▼

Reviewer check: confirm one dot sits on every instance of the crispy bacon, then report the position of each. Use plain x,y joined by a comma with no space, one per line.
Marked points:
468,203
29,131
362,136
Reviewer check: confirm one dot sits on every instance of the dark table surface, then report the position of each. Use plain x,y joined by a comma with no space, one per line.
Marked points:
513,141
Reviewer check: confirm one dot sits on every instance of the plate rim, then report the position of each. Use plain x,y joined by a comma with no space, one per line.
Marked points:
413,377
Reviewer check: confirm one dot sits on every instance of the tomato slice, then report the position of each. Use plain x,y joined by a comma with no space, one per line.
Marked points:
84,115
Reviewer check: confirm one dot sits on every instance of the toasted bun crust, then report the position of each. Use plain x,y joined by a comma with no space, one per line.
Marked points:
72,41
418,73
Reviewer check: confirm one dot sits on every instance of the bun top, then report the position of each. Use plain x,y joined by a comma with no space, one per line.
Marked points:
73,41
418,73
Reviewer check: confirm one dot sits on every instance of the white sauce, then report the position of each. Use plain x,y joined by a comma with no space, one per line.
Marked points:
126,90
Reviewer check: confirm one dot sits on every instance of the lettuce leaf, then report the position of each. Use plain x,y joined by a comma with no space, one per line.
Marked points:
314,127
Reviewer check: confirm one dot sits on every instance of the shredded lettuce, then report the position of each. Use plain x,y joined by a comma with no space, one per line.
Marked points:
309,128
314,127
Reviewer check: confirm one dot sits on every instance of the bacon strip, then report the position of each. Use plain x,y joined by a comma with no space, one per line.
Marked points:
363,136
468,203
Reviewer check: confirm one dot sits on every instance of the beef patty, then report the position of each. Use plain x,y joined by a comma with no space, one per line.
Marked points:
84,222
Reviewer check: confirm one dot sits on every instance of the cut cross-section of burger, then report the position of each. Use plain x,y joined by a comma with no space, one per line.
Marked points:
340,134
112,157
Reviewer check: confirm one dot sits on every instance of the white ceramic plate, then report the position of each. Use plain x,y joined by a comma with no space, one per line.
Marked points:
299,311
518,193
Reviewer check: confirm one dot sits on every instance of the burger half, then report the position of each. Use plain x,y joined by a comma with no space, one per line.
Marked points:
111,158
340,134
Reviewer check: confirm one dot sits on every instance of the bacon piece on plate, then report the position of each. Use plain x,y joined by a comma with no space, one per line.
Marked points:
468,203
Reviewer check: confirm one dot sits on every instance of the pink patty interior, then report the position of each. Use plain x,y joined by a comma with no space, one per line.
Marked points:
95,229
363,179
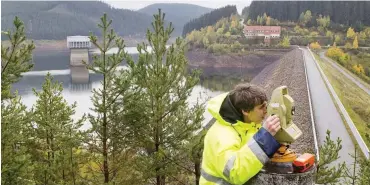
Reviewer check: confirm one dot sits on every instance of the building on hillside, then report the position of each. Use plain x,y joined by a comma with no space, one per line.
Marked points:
268,32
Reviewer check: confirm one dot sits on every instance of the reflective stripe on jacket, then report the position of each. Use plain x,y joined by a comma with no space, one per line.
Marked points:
234,151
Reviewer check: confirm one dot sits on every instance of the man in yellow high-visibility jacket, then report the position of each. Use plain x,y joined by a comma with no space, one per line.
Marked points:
237,145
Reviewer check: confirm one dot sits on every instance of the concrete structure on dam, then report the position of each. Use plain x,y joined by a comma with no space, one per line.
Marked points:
79,47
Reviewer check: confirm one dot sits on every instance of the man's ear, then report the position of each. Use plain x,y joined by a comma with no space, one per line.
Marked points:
245,113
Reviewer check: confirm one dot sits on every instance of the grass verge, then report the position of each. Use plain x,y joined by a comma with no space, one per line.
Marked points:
354,99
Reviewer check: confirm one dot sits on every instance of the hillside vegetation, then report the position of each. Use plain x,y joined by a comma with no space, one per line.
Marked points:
209,19
351,13
58,19
177,13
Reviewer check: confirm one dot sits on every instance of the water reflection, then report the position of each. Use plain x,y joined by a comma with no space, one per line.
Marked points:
78,82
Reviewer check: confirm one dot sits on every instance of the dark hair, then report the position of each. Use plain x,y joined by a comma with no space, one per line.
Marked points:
246,97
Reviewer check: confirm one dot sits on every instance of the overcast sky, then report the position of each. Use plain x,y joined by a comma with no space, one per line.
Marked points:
135,5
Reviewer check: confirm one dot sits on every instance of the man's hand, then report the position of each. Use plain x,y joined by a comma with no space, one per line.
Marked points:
272,124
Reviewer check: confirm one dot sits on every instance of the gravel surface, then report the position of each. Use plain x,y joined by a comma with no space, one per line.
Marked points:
289,71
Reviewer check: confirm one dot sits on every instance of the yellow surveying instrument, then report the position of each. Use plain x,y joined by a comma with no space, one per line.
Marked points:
282,105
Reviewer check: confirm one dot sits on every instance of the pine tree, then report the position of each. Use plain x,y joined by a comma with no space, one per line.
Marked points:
164,121
57,136
15,59
355,43
109,133
16,166
328,154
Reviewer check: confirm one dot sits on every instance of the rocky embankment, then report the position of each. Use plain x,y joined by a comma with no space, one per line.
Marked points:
289,71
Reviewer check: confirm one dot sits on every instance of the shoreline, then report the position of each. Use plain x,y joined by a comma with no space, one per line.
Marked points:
61,45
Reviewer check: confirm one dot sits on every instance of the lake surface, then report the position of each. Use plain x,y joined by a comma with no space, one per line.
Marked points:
213,81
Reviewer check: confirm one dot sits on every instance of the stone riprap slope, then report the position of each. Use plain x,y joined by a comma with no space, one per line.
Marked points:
289,71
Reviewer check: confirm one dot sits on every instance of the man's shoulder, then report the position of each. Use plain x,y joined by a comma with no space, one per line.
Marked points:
221,133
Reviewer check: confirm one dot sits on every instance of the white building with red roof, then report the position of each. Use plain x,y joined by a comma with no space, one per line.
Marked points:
268,32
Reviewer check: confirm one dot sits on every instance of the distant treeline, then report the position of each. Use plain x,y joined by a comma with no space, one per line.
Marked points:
59,19
351,13
209,19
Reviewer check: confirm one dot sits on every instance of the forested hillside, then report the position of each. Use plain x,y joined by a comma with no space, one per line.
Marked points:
350,13
209,19
59,19
177,13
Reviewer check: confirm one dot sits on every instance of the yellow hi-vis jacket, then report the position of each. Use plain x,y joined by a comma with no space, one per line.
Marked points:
234,151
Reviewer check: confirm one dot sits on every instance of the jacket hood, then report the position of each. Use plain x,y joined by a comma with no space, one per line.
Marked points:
221,108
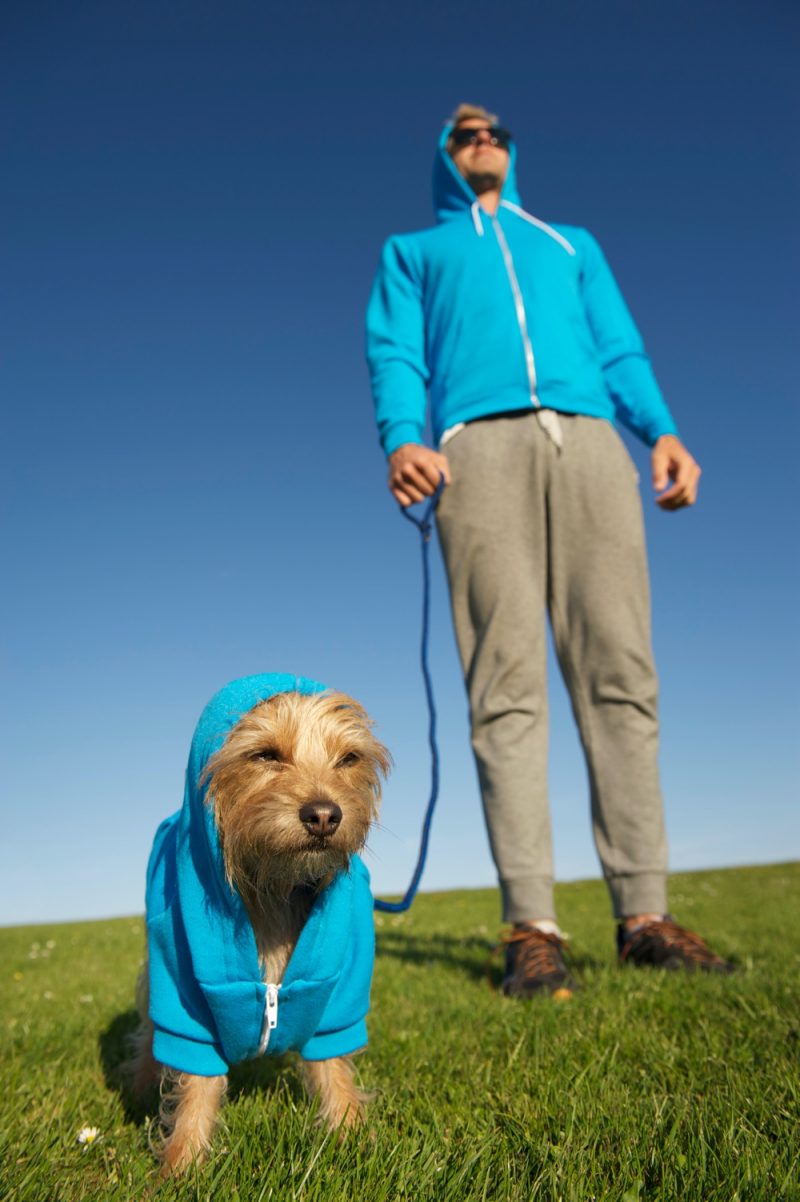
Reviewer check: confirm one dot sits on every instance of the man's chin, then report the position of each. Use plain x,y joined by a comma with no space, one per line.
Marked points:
484,182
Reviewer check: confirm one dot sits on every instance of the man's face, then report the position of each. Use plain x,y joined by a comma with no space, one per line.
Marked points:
479,160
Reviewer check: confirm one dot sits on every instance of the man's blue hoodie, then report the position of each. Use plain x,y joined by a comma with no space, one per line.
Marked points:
209,1004
502,313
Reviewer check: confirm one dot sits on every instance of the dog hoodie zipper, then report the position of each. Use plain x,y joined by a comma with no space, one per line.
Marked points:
270,1017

▲

Set down, unchanged, only the lines running from the line with "of the jacket" to the last line, including both. Pictures stay out of the copy.

Reviewer check: confirm one dot sits on every instance of the jacket hood, then report the position of each. Use plain x,y joined by a comma with no space, one per line.
Marked points:
221,108
Reviewer check: confirm one dot sits on every instance of the man's chin, then report the position of each. Use plain x,y joined by a comma with no space, one per line.
Marked points:
484,182
Reviewer check: confirm one dot sits on every instance of the man's face, then report the position of each. Use plain x,y joined by a comma with no space, one per line.
Marked points:
479,160
Reviewer check: confirm one dot sits on every instance of the man's blue hoodie, then report the position of each. Use plain x,y joined by a comma with no space, one per line.
Marked points:
209,1004
502,313
Reviewer check: confirm one dot sits on every instance of the dog hoodie zipper, then report the position of each. Use plain x,y joined by a comma with no space, one per line.
Marked points:
270,1017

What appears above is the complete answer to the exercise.